Rewrite the records from the first line through the line containing "Target: tent rainfly", swapping "sample" for "template" and keeping everything else identical. Leave the pictures out of your answer.

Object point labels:
= = = = =
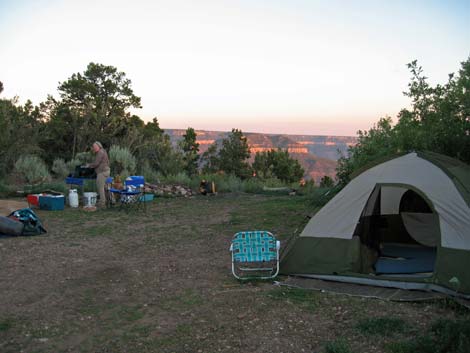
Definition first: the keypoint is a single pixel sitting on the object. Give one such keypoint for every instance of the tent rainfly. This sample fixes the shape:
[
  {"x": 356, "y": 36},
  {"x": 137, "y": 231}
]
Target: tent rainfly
[{"x": 402, "y": 223}]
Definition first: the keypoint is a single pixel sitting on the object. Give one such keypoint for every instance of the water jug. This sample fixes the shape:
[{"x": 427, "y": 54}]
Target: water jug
[
  {"x": 89, "y": 199},
  {"x": 73, "y": 198}
]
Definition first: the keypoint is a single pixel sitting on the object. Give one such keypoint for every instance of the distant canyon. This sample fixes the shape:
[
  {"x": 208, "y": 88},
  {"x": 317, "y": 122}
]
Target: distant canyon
[{"x": 317, "y": 154}]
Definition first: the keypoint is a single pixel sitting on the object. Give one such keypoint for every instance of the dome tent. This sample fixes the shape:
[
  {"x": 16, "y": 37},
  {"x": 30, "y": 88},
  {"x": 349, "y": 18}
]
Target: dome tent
[{"x": 377, "y": 229}]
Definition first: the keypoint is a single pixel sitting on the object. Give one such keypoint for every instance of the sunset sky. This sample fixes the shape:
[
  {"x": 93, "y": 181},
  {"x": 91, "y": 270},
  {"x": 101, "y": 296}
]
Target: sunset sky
[{"x": 292, "y": 66}]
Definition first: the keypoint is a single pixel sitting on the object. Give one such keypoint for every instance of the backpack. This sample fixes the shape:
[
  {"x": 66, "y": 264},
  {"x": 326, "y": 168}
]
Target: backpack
[{"x": 31, "y": 223}]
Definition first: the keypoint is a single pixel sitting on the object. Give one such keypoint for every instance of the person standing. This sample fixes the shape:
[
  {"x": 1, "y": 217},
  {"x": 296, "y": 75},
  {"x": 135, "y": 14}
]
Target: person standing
[{"x": 101, "y": 167}]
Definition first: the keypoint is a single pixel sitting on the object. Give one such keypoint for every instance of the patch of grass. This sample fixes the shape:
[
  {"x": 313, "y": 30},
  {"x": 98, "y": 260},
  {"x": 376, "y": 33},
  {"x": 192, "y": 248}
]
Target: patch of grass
[
  {"x": 303, "y": 298},
  {"x": 97, "y": 230},
  {"x": 6, "y": 324},
  {"x": 382, "y": 326},
  {"x": 130, "y": 313},
  {"x": 337, "y": 346}
]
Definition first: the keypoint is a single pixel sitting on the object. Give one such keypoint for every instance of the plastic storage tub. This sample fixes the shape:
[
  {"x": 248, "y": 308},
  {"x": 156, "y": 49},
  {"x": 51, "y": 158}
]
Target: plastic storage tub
[{"x": 51, "y": 202}]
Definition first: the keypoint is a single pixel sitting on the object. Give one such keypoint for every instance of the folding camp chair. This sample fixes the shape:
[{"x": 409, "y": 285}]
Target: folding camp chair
[
  {"x": 255, "y": 254},
  {"x": 131, "y": 197}
]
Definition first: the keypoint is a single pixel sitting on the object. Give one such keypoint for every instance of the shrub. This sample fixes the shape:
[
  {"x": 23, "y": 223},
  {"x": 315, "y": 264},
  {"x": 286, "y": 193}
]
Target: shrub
[
  {"x": 149, "y": 173},
  {"x": 122, "y": 161},
  {"x": 60, "y": 168},
  {"x": 180, "y": 178},
  {"x": 83, "y": 158},
  {"x": 32, "y": 169}
]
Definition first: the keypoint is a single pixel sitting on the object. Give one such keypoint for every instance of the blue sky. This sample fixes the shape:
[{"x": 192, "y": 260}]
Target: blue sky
[{"x": 304, "y": 67}]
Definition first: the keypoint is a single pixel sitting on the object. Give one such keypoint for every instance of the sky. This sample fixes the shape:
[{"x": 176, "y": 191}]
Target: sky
[{"x": 292, "y": 66}]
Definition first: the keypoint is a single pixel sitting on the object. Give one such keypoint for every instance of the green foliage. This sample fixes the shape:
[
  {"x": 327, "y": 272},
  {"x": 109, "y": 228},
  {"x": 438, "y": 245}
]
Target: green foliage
[
  {"x": 6, "y": 324},
  {"x": 277, "y": 164},
  {"x": 19, "y": 132},
  {"x": 326, "y": 182},
  {"x": 338, "y": 346},
  {"x": 58, "y": 186},
  {"x": 382, "y": 326},
  {"x": 150, "y": 174},
  {"x": 437, "y": 121},
  {"x": 190, "y": 151},
  {"x": 210, "y": 160},
  {"x": 122, "y": 161},
  {"x": 157, "y": 151},
  {"x": 179, "y": 179},
  {"x": 94, "y": 104},
  {"x": 32, "y": 169},
  {"x": 234, "y": 154},
  {"x": 60, "y": 168}
]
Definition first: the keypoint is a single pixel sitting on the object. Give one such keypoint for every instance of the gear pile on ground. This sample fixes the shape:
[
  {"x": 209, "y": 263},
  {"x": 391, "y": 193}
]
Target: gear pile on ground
[{"x": 172, "y": 190}]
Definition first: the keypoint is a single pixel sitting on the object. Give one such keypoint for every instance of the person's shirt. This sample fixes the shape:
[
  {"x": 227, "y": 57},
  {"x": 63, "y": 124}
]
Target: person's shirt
[{"x": 101, "y": 163}]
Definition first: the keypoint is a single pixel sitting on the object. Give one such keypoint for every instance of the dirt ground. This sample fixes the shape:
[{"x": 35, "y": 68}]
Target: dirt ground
[{"x": 161, "y": 281}]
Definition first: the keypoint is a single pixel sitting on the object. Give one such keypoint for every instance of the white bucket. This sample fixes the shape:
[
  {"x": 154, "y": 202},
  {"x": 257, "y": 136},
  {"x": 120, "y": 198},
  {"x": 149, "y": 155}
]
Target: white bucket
[
  {"x": 73, "y": 198},
  {"x": 89, "y": 199}
]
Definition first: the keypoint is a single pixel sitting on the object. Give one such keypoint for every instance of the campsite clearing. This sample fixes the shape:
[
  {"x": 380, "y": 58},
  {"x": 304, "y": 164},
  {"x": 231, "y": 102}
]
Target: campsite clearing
[{"x": 114, "y": 282}]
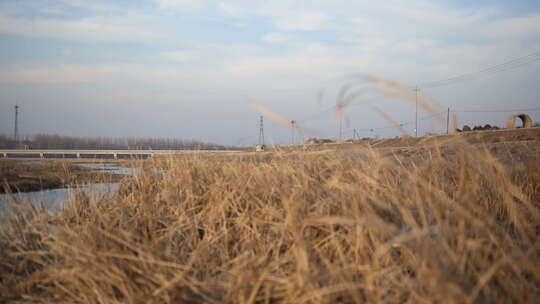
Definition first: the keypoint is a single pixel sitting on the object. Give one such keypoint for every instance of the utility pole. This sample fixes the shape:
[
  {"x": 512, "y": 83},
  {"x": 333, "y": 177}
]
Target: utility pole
= = = = =
§ **Exercise answer**
Definition first: the keypoint is a single pixel sitting on the object. Give one such keypoint for every instance of the tent rainfly. This template fixes the shape:
[
  {"x": 356, "y": 36},
  {"x": 137, "y": 231}
]
Target: tent rainfly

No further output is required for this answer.